Exercise directions:
Which lines in the entries below contain the string "mountain"? Extract and copy every one of them, matching case.

Input rows:
——————————

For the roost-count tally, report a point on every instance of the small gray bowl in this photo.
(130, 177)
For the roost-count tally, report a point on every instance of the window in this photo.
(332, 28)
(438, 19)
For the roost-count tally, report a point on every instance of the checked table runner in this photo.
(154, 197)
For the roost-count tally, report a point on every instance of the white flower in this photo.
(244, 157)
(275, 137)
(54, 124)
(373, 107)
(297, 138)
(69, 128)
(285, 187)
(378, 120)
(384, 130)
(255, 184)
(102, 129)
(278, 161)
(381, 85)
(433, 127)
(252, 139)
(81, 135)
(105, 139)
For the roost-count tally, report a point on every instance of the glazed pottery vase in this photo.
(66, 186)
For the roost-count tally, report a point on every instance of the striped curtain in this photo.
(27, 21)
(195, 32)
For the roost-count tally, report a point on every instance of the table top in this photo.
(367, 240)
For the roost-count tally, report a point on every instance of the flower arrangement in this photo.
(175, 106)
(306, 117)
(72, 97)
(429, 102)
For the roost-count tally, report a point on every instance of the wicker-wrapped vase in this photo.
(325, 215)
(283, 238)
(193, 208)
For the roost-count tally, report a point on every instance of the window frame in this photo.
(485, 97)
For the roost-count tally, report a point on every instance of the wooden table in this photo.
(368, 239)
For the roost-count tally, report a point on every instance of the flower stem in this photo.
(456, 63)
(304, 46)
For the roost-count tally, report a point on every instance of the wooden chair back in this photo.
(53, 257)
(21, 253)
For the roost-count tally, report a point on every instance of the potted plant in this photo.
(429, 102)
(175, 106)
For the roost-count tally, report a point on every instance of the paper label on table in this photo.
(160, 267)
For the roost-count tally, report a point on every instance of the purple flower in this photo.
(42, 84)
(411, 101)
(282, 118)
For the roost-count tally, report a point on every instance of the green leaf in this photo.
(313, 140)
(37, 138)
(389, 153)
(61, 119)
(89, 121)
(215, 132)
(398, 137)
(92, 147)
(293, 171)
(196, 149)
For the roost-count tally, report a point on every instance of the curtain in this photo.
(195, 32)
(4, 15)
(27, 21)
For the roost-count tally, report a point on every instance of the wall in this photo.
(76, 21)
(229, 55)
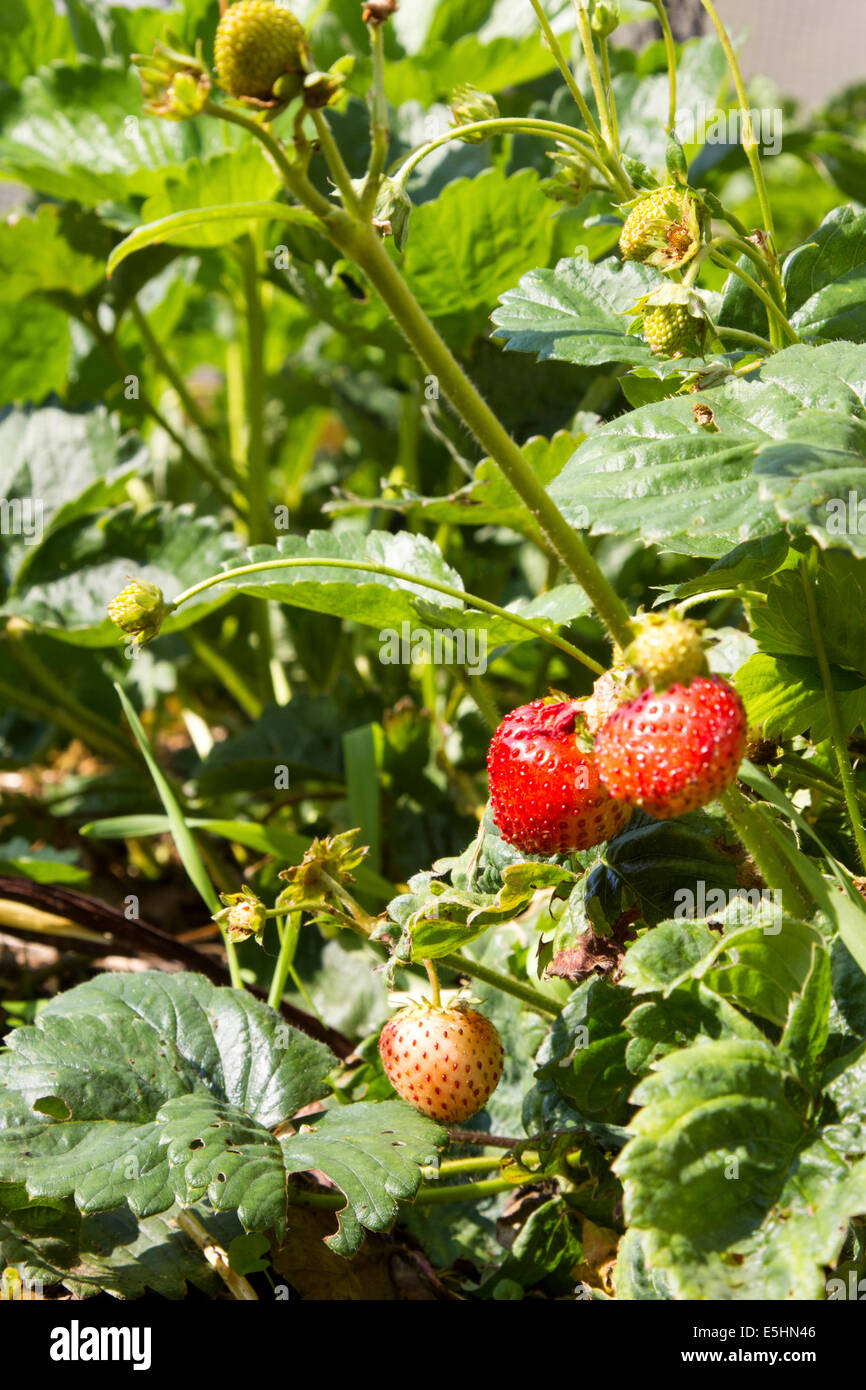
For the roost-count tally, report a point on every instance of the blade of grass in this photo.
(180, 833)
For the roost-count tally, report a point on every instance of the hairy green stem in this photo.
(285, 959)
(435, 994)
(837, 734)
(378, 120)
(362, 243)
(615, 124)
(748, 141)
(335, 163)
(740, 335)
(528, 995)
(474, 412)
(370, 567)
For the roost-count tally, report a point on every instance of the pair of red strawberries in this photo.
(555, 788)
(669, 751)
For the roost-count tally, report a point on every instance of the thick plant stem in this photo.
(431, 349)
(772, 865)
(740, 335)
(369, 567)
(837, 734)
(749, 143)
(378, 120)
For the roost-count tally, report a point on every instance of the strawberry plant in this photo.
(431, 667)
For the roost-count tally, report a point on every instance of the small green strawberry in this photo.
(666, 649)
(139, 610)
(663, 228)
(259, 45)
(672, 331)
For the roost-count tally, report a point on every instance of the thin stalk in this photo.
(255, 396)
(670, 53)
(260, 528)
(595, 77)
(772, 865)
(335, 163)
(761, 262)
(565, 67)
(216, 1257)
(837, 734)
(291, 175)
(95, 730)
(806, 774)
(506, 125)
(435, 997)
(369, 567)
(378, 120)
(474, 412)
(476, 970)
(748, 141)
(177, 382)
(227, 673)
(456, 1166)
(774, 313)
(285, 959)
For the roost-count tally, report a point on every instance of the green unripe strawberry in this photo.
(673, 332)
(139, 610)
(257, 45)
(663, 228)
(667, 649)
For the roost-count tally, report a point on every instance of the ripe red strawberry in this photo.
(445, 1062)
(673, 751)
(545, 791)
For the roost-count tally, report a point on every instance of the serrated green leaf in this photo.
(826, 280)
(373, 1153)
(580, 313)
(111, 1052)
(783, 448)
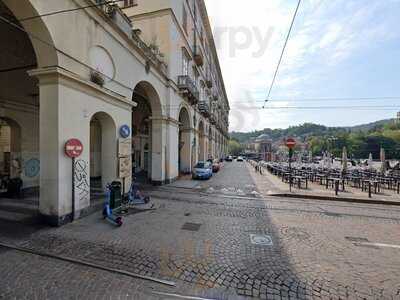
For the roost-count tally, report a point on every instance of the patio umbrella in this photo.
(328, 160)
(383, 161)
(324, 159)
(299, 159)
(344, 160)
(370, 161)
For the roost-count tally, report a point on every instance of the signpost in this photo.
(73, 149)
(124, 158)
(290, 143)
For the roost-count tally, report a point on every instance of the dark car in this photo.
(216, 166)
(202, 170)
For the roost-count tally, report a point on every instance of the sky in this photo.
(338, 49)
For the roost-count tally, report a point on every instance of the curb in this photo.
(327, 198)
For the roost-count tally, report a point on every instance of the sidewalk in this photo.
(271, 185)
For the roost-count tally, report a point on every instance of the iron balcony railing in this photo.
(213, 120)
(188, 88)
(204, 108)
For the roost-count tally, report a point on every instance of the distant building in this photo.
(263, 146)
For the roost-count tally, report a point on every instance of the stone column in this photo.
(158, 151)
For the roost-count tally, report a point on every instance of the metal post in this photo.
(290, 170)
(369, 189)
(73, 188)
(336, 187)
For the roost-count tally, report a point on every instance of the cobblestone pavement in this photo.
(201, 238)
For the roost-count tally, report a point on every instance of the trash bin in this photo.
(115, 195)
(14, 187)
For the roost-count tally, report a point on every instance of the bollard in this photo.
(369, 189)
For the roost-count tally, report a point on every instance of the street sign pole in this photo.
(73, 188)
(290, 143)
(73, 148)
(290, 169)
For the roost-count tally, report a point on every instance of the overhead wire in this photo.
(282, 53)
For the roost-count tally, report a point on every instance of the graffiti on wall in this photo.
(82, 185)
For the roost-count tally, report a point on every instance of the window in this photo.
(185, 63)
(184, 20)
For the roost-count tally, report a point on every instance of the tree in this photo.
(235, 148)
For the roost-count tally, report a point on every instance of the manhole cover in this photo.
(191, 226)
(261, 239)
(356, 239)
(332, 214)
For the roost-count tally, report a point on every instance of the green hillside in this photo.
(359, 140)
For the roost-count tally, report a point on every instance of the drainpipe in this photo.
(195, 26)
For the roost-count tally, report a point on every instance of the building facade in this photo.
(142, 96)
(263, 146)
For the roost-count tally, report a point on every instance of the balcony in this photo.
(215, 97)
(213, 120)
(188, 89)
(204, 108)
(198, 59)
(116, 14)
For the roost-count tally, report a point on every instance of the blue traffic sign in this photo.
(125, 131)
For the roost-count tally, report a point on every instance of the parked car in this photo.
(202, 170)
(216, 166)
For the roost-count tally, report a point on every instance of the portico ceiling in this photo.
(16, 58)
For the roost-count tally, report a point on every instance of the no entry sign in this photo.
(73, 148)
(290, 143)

——————————

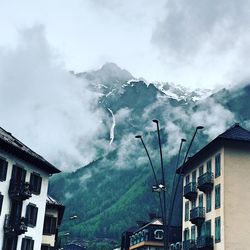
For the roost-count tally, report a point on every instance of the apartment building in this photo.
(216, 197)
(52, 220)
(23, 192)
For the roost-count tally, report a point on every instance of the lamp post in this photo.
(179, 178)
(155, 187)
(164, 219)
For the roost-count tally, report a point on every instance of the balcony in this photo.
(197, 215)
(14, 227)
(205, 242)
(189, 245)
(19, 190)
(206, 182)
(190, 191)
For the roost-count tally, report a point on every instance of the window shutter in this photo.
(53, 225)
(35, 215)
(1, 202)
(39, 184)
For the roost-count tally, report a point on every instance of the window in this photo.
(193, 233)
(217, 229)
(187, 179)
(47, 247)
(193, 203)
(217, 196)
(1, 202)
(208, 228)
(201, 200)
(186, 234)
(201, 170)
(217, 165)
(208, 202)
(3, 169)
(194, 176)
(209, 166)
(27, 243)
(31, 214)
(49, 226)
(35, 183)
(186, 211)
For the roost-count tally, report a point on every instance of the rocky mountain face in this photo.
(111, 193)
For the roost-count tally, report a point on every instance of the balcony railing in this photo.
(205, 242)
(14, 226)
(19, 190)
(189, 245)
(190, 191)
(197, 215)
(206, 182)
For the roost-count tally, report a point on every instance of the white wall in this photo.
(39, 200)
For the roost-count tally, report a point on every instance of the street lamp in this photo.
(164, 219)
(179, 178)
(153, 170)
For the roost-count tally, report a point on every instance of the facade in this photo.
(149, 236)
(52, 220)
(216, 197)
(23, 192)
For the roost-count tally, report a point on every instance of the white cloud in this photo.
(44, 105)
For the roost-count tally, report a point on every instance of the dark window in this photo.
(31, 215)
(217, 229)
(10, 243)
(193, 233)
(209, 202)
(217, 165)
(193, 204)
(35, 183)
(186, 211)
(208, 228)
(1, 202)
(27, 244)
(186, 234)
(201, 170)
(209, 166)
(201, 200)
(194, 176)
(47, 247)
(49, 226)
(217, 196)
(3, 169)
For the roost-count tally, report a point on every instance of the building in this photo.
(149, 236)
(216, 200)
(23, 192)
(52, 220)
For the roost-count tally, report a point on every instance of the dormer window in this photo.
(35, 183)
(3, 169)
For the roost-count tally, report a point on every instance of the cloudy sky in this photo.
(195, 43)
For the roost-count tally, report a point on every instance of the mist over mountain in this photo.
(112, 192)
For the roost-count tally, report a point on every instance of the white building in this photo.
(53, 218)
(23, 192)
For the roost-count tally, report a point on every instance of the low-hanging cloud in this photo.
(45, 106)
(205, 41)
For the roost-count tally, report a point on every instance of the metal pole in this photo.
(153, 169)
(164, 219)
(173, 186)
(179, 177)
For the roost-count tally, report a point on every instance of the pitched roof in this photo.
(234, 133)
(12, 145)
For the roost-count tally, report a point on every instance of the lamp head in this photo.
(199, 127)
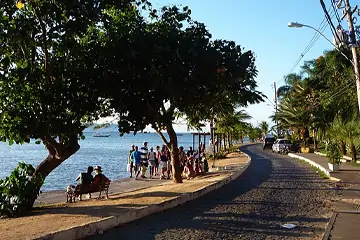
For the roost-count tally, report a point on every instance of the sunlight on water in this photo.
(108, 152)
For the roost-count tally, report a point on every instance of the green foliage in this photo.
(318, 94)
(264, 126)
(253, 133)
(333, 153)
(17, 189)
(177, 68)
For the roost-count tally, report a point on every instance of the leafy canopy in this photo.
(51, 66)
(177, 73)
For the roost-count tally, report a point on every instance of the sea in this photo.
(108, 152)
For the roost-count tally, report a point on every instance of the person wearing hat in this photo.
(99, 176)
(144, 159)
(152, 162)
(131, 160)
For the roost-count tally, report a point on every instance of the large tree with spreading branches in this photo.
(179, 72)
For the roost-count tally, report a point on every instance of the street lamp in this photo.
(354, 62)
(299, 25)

——————————

Final result:
For the roost-count tally, report a point on every instance of the rocky mountain face in this photo.
For the roost-count tally, report a point on every instance of the mist over mountain in this photo.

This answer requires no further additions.